Supplied information section start

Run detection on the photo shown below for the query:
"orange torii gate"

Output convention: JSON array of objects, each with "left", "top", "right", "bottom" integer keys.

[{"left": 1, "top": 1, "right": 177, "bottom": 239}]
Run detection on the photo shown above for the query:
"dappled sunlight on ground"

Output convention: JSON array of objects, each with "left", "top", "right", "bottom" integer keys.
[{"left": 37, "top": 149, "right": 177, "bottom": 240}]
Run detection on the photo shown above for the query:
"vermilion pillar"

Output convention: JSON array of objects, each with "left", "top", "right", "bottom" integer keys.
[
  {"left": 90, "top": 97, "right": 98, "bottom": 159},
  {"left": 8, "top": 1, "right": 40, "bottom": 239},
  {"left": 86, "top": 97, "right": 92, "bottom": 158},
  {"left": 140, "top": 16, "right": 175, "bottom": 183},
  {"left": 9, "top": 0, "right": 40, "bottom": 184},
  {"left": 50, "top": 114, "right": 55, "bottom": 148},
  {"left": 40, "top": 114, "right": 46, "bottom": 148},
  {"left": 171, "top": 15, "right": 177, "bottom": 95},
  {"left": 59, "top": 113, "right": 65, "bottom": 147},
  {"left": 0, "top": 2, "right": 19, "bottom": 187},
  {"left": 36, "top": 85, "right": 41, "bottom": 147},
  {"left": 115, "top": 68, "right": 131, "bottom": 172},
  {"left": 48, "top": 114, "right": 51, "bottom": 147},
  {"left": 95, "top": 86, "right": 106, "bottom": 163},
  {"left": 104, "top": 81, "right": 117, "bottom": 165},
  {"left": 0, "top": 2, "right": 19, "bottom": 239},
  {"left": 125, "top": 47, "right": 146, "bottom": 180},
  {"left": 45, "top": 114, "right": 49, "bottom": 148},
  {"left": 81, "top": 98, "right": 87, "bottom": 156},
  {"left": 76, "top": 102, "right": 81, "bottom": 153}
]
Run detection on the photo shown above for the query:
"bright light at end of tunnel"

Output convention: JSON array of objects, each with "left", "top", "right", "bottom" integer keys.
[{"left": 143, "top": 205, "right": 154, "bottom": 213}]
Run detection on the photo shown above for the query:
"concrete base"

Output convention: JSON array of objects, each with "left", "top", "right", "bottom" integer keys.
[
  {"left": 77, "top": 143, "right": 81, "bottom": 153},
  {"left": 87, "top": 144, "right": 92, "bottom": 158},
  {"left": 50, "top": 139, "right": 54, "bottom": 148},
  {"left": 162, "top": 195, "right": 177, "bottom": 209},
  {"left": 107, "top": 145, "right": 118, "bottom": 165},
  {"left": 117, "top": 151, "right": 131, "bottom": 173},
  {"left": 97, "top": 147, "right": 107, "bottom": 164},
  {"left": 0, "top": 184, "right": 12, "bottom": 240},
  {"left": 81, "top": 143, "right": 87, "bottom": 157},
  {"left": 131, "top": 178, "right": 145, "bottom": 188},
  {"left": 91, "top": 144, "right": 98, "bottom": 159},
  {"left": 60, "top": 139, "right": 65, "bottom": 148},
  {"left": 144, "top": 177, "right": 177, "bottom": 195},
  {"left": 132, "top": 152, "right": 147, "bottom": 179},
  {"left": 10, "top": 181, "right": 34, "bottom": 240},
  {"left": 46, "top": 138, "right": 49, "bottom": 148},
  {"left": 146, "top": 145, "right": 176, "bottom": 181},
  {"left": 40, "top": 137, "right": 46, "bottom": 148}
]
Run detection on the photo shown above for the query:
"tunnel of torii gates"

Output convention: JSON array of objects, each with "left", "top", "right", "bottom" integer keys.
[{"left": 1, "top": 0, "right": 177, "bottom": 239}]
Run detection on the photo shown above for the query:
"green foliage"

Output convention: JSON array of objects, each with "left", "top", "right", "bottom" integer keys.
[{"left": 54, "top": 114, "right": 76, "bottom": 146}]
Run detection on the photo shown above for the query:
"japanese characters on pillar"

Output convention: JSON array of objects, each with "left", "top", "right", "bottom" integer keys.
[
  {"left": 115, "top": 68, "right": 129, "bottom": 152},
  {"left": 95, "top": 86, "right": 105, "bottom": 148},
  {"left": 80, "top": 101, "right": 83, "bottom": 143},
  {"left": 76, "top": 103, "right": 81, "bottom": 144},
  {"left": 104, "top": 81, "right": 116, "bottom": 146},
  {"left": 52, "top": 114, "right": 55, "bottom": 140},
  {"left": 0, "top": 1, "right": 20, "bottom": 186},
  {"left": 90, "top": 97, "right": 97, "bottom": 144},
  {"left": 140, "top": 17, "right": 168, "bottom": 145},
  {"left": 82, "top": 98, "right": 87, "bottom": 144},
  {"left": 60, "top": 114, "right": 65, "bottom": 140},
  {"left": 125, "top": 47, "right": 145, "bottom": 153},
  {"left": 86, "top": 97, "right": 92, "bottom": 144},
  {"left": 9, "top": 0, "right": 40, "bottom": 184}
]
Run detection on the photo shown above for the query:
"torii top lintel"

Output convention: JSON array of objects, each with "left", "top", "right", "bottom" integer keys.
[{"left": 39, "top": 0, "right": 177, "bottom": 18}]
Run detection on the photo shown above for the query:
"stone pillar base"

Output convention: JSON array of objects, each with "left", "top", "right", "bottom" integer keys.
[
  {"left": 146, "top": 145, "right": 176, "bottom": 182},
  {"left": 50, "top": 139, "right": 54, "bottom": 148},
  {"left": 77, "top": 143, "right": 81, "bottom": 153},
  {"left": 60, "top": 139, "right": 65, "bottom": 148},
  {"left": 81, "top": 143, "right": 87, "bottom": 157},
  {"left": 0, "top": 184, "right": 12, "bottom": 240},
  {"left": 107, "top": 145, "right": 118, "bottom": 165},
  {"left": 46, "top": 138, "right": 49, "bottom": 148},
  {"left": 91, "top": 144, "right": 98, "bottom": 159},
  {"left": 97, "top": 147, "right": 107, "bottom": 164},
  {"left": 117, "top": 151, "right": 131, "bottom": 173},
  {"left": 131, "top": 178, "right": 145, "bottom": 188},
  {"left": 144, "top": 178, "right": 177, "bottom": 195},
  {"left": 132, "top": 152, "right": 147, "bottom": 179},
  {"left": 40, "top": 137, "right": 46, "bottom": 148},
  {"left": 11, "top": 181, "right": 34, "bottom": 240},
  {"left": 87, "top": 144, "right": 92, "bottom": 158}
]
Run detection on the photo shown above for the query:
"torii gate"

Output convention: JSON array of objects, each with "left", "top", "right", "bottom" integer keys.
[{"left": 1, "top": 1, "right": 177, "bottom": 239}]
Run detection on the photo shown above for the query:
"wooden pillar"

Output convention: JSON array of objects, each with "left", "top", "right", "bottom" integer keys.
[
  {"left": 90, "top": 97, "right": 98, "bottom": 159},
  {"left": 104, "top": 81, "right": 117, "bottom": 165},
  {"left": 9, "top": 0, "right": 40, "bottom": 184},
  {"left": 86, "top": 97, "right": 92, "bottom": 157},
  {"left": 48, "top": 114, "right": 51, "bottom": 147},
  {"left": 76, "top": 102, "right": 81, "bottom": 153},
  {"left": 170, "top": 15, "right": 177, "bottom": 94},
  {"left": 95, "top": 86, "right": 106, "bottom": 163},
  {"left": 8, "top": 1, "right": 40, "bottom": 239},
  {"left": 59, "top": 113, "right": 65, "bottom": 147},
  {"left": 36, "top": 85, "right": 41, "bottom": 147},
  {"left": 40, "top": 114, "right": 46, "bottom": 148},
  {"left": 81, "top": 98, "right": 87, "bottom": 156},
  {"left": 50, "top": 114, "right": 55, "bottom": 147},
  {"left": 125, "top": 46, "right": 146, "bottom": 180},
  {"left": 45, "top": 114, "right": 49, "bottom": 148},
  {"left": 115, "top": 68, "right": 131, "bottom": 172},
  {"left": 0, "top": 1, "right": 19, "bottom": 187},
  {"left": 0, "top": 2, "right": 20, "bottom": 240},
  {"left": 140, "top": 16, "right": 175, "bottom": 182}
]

Supplied information section end

• Task brief
Search the lines above for the string "torii", then show every one that has it.

• Response to the exercise
"orange torii gate"
"tunnel of torii gates"
"torii top lintel"
"torii gate"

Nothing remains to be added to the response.